▸ Objective
Can you render the rows below, from their first line through the line containing "622,443,650,530", both included, as a JSON list of strings with one string per line and blank lines omitted?

▸ Source data
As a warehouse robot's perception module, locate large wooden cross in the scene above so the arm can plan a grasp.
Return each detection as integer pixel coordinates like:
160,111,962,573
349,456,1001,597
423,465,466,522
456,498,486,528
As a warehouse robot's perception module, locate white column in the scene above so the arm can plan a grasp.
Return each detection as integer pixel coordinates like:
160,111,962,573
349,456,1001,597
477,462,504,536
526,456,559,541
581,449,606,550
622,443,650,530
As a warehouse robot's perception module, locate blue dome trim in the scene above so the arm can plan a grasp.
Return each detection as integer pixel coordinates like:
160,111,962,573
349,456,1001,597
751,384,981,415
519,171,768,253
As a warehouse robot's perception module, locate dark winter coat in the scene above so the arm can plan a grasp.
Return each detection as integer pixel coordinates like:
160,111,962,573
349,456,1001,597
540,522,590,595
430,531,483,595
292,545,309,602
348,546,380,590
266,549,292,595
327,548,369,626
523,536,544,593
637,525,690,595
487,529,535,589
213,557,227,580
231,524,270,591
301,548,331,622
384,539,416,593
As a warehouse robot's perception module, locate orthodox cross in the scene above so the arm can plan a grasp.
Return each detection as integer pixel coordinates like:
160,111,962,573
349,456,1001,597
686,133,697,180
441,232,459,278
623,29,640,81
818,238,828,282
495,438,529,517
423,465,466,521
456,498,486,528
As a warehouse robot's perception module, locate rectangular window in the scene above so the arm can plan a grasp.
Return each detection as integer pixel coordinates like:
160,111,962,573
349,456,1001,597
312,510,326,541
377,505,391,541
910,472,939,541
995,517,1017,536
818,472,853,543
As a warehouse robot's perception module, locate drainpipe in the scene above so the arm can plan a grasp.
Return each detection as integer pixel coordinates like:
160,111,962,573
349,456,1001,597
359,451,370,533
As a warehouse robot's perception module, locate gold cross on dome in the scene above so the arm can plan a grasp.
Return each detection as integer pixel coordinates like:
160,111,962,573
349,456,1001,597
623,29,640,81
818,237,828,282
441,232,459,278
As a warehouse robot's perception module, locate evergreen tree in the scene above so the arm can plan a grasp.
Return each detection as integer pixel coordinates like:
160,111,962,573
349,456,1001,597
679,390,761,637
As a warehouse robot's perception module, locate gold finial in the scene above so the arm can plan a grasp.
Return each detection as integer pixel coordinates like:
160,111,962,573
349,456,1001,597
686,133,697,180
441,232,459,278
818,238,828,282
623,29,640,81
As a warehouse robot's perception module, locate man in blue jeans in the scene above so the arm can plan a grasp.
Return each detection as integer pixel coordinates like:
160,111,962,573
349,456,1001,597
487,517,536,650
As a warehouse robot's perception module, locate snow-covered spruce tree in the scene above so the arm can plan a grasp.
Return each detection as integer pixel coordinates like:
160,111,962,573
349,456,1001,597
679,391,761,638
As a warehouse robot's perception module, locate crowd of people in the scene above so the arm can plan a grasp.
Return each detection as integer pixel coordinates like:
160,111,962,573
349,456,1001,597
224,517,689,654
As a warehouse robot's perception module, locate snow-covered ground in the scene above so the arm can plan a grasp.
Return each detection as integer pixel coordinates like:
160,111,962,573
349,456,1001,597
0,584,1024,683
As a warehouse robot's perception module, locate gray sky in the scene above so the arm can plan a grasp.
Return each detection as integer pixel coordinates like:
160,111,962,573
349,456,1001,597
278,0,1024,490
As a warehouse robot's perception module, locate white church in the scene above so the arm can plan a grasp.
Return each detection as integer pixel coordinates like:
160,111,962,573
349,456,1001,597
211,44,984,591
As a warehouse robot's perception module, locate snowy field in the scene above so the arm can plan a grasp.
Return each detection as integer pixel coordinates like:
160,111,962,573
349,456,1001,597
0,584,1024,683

▸ Written solution
[
  "As a warehouse robot's perception module, locate large wooden cross in the scene above so the arm can plan a grasp.",
  "Return each detection as integer pixel coordinates like:",
  "160,111,962,573",
  "349,456,1001,597",
  "423,465,466,522",
  "456,498,486,528",
  "As a warehouse robot's perception module, locate white column in the scene above so the arm can plan a grasp.",
  "Return each detection as integer pixel coordinates like:",
  "160,111,962,573",
  "349,456,1001,597",
  "477,462,504,536",
  "526,456,559,541",
  "581,449,606,550",
  "622,443,650,530"
]